[Start EXTRACT]
In this action tried before the court without a jury, plaintiff seeks a judgment declaring (1) that it properly disclaimed under a homeowner’s policy of insurance issued by it to the defendants John H. Darby and Charlotte Darby, his wife, with respect to an incident involving their son, the defendant Dennis Darby, an infant, and the defendant, George Scunziano, Jr., also an infant, and (2) that it is not obligated under said policy to defend, on behalf of the defendants John H. Darby, Charlotte Darby and Dennis Darby, an action brought by the defendant Trustees of the Board of Education, Centiral School District No. 1, Towns of Bleecker, Northampton, Mayfield, Benson and Holt [actually Hope], hereinafter referred to as “ School District ”, against said infants alone, or to pay any judgments which may be rendered against the defendants Darby, or either of them. Of course, the only Darby named as a defendant in the main action is the infant Dennis Darby, and the relief demanded in this action must necessarily be limited to the factual situation in the main action with respect to the parties named as defendants therein and the obligation, if any, of the plaintiff under its policy, to any such defendant. The defendants John H. Darby and Charlotte Darby are not named as defendants in the main action and their inclusion in this action stems, apparently, from the fact that the policy in question was issued to them as named insured.
*82As incidental relief, plaintiff asks that the prosecution of the main action be enjoined pending the final determination of this action.
The alleged incident forming the basis of the main action, which, in turn, ultimately precipitated this action, took place on the 28th day of September, 1969 on the grounds of the North-ville Central School, an institution operated by the defendant School District. It is claimed that on that day, at about 8:30 in the evening, the infant defendants herein, Dennis Darby and George Seunziano, Jr., entered the premises of the School District and while on said premises opened a water valve in the school building resulting in substantial damage to said school building and other property therein.
Prior to the happening of said incident, the plaintiff liad issued and delivered to the defendants John H. Darby and Charlotte Darby, the named insureds, the homeowner’s policy mentioned above covering a three-year period from February 14, 1968 to February 14, 1971 and said policy was in full force and effect at the time of said incident.
The policy in question had been issued to the parents of the Darby youth through one Robert J. Morrison, doing business as R. J. Morrison Agency, of Northville, New York, the authorized agent for the plaintiff. All of the individual defendants were residents of the Village of Northville, a small community of approximately 1,500 inhabitants, and Morrison serviced a large number of these people while acting as authorized agent for several other insurance companies in addition to the plaintiff. One of these companies had issued a homeowner’s policy to tifie parents of the Seunziano youth. In addition, Morrison was the authorized agent for a third insurance company which carried the insurance on the school property. Consequently, at the time of the incident causing the loss to the School District, Morrison was the representative for the three insurance companies involved in the loss.
On the morning following the incident, at about 9:00 a.m., Morrison, after learning of the incident, went to the school and inspected the damage with the school principal. After concluding that a claim would be filed by the School District, Morrison contacted the insurance company covering the school property and advised them of the loss, and representatives of this company investigated the loss. At this time, there was no indication of where the responsibility for the loss might be.
[End EXTRACT]
[Start DATASET EXCERPT]
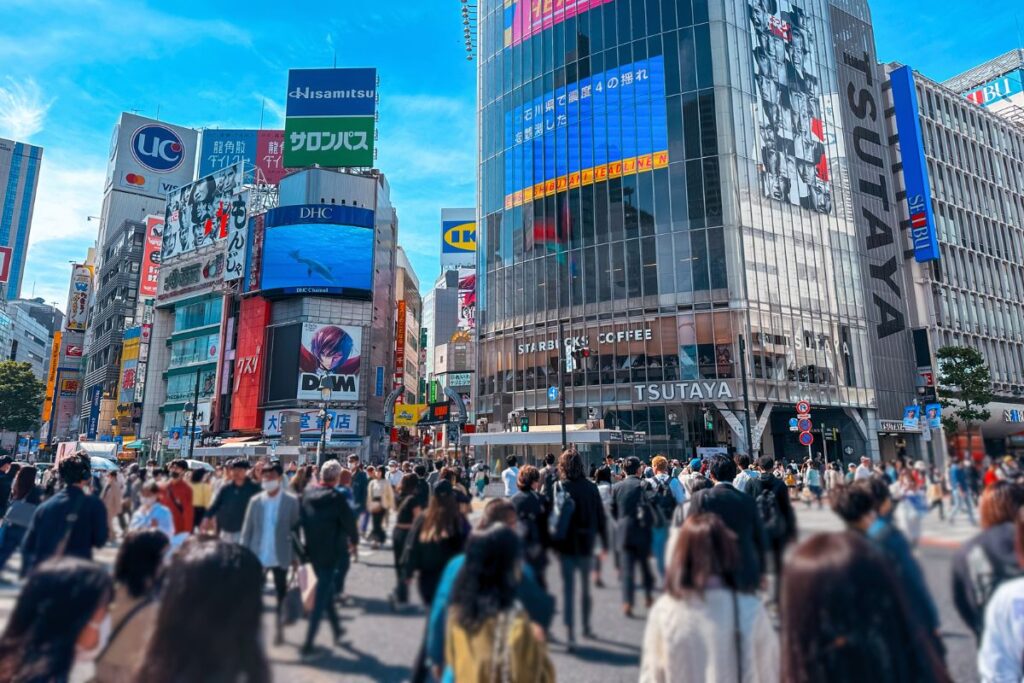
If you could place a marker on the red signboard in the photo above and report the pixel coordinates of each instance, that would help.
(254, 314)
[End DATASET EXCERPT]
According to the court opinion, on what date did the incident at the Northville Central School take place?

[THE RESPONSE]:
September 28, 1969